**Problem details**. Can you rewrite the lines starting at the one containing "roof, that would be most appreciated." and ending at the one containing "[[[69,85],[62,84],[60,85],[60,92],[69,92],[71,91],[71,87]]]" as a Markdown table with the columns Row and Line, leaving out any blank lines?

**Provided entries**.
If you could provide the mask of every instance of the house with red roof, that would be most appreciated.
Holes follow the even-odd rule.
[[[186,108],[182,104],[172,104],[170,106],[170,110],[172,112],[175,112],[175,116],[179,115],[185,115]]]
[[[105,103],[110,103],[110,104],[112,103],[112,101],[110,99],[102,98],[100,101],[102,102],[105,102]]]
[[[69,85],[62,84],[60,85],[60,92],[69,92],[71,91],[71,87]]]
==
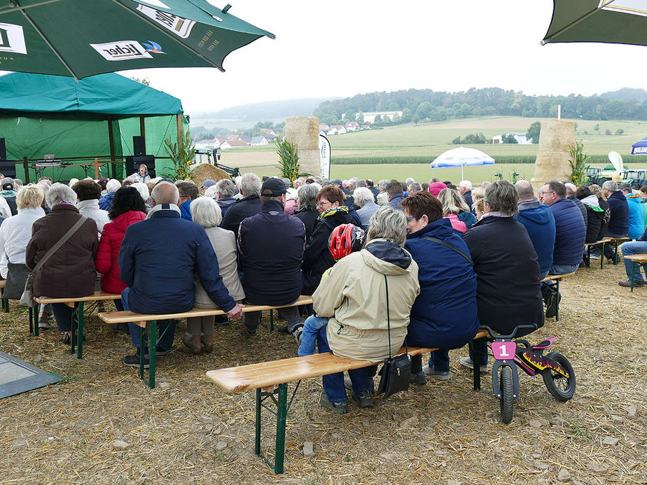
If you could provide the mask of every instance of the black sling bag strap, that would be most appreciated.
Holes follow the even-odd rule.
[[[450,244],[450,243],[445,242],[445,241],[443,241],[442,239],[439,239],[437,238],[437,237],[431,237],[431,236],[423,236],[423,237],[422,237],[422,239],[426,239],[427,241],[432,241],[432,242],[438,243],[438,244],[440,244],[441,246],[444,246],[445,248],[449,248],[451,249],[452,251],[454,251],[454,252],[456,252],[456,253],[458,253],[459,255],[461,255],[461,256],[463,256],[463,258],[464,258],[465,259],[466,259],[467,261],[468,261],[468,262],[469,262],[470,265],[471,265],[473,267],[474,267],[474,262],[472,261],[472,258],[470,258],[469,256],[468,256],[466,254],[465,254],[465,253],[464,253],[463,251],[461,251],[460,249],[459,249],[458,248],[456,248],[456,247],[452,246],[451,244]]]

**Right answer**.
| Row | Line |
|---|---|
| 1 | If you could provide the mask of every instance of the house with red roof, that would be most appreciated. |
| 2 | Holes follow the even-odd rule. |
| 3 | [[[186,108],[182,104],[172,104],[170,106],[170,110],[172,112],[175,112],[175,116],[179,115],[185,115]]] |
| 4 | [[[105,103],[110,103],[110,104],[112,103],[112,101],[110,99],[102,98],[100,101],[102,102],[105,102]]] |
| 5 | [[[69,85],[62,84],[60,85],[60,92],[69,92],[71,91],[71,87]]] |